• **GOAL OF THE EXERCISE**: Lay out the listing below as a Markdown table with the columns "Row" and "Line." Put one line per row, number the rows in order, skip blank lines, and leave out the pictures.

################

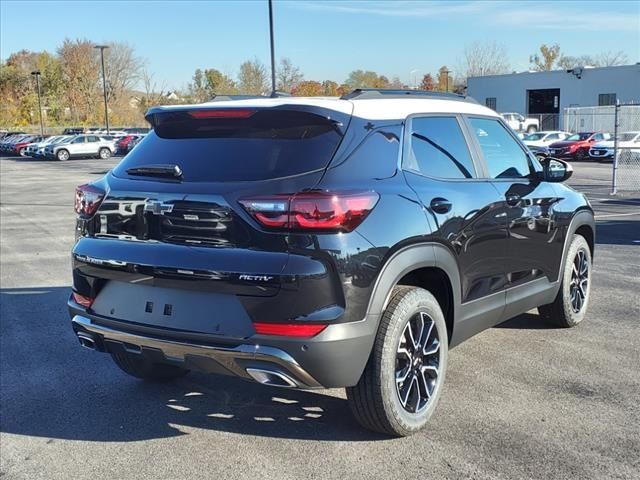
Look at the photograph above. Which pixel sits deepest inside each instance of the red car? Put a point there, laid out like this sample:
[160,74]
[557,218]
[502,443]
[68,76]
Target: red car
[576,147]
[123,143]
[18,147]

################

• **RESULT**:
| Row | Line |
|---|---|
| 1 | Look at the photograph above. Which pixel sits deepest inside each instance of the red car? Put a point there, laid out like this sample: |
| 2 | [160,74] |
| 3 | [557,218] |
| 4 | [502,443] |
| 5 | [68,76] |
| 6 | Target: red car |
| 7 | [576,147] |
| 8 | [123,143] |
| 9 | [18,147] |